Extract START

AB 369/SB 288 Proposes an Occupational License Review Board which will recommend which occupational licenses and their respective continuing education requirements should be downsized or eliminated.
AMTA Wisconsin Chapter urges all members to contact their state legislators to request they oppose these bills in order to retain current massage therapy/bodywork therapy licensing and continuing education requirements. You may also ask your family, friends, and co-workers to contact legislators as well. Please remember to include, "Thank you for your consideration" when emailing or calling.
You may locate your legislators and their contact information by entering your address at http://legis.wisconsin.gov/
If you wish to register against this bill in person, or testify,
There is a hearing 10 am, Thursday Aug 24.
State Capitol, Room 411-S, 2 E Main St, Madison, WI 53703
The following is text of a paper to be distributed to legislators. Feel free to draw from this for your own message:
The Massage Therapy Association – Wisconsin Chapter with its 2,137 members, urge retention of the Massage Therapy and Bodywork Therapy Affiliated Credentialing Board.

Extract END
Input data START

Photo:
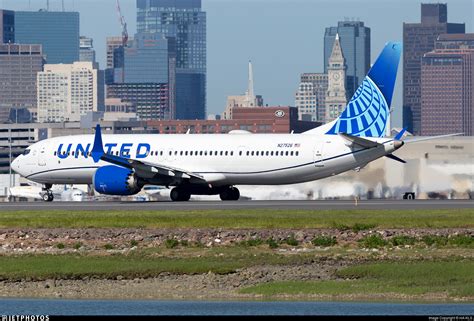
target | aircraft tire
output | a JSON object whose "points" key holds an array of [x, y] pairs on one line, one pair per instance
{"points": [[179, 195], [229, 194]]}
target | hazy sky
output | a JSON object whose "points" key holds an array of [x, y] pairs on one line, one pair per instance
{"points": [[283, 38]]}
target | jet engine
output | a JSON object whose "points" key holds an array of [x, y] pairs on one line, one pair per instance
{"points": [[116, 180]]}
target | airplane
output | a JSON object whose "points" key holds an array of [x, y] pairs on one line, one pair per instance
{"points": [[36, 192], [194, 164]]}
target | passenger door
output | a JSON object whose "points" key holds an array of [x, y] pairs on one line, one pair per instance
{"points": [[42, 155], [318, 154]]}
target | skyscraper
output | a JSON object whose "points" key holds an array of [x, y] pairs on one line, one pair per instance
{"points": [[447, 86], [247, 100], [186, 22], [418, 39], [7, 26], [68, 91], [57, 32], [355, 43], [19, 65], [86, 49], [311, 97], [149, 64], [336, 97]]}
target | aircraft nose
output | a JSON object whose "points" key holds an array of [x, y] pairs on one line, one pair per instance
{"points": [[398, 143]]}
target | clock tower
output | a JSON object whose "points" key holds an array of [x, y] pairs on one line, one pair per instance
{"points": [[336, 99]]}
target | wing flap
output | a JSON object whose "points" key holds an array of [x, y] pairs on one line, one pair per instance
{"points": [[143, 168]]}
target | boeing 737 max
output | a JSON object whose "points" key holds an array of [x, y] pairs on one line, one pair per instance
{"points": [[214, 164]]}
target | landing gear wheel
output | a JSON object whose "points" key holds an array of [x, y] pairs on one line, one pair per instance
{"points": [[179, 195], [48, 196], [230, 194]]}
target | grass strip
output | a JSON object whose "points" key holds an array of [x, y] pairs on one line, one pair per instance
{"points": [[76, 266], [453, 278], [241, 219]]}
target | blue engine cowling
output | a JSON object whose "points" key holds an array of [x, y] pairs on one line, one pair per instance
{"points": [[116, 180]]}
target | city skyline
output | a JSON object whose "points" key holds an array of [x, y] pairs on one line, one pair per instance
{"points": [[237, 31]]}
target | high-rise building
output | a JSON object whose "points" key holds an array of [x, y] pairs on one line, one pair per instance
{"points": [[114, 48], [447, 87], [151, 59], [247, 100], [336, 97], [7, 26], [418, 39], [86, 49], [355, 43], [455, 41], [186, 22], [57, 32], [310, 98], [151, 99], [68, 91], [19, 65]]}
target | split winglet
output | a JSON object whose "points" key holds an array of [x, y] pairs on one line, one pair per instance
{"points": [[98, 149]]}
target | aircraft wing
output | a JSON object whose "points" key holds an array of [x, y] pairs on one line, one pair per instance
{"points": [[144, 169]]}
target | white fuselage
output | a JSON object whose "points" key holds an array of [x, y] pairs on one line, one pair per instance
{"points": [[227, 159]]}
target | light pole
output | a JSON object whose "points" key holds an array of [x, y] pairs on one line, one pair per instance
{"points": [[10, 157]]}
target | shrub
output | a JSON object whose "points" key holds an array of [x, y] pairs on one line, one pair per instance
{"points": [[435, 240], [362, 227], [372, 241], [462, 240], [253, 242], [292, 241], [171, 243], [403, 240], [77, 245], [108, 246], [340, 227], [272, 243], [324, 241]]}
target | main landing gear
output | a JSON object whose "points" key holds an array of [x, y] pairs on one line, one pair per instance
{"points": [[230, 194], [180, 195], [183, 193], [47, 194]]}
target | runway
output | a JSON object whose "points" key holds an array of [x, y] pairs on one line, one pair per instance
{"points": [[218, 205]]}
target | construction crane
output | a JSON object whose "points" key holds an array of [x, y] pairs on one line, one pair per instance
{"points": [[123, 24]]}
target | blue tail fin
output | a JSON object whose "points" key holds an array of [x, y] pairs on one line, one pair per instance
{"points": [[367, 112]]}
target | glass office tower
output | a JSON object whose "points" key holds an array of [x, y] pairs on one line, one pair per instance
{"points": [[57, 32], [184, 21], [355, 43]]}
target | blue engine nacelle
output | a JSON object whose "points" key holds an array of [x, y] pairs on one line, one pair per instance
{"points": [[116, 180]]}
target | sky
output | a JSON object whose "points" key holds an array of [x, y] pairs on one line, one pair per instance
{"points": [[282, 38]]}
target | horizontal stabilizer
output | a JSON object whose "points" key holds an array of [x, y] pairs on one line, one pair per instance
{"points": [[423, 138], [359, 141], [395, 158]]}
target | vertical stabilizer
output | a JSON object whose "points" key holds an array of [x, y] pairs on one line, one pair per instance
{"points": [[368, 111]]}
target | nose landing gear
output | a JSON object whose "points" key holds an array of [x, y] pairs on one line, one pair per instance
{"points": [[47, 194]]}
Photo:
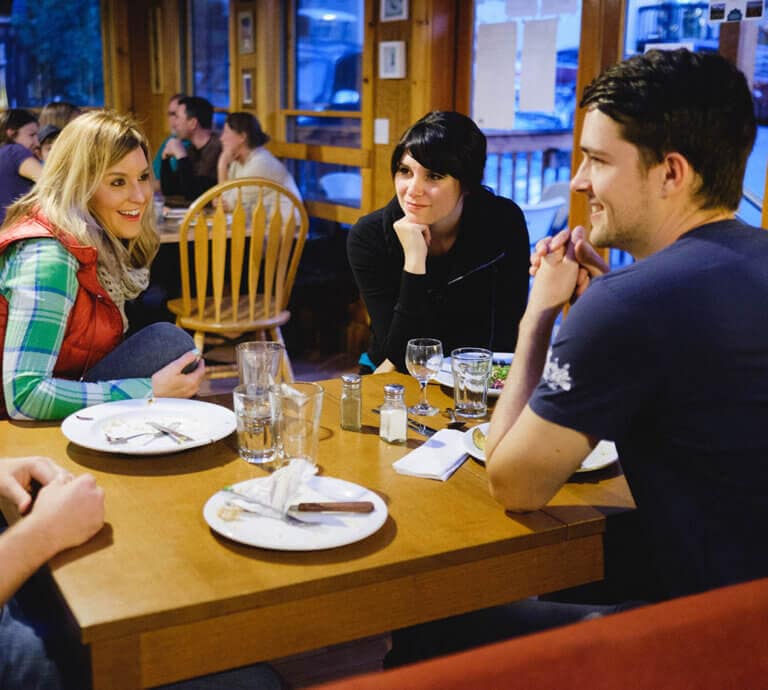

Input data END

Tasks
**1)** According to the AB 369/SB 288 notice, why does the AMTA Wisconsin Chapter urge members to contact their state legislators?
**2)** Please reproduce the part of the AB 369/SB 288 notice that begins at the words "AB 369/SB 288" and stops after "Thursday Aug 24.".

Task-by-task outputs
**1)** The chapter wants members to ask their legislators to oppose AB 369/SB 288 so that current massage therapy/bodywork therapy licensing and continuing education requirements are kept. The bills would create an Occupational License Review Board to recommend which occupational licenses and their continuing education requirements should be downsized or eliminated.

**2)**
AB 369/SB 288 Proposes an Occupational License Review Board which will recommend which occupational licenses and their respective continuing education requirements should be downsized or eliminated.
AMTA Wisconsin Chapter urges all members to contact their state legislators to request they oppose these bills in order to retain current massage therapy/bodywork therapy licensing and continuing education requirements. You may also ask your family, friends, and co-workers to contact legislators as well. Please remember to include, "Thank you for your consideration" when emailing or calling.
You may locate your legislators and their contact information by entering your address at http://legis.wisconsin.gov/
If you wish to register against this bill in person, or testify,
There is a hearing 10 am, Thursday Aug 24.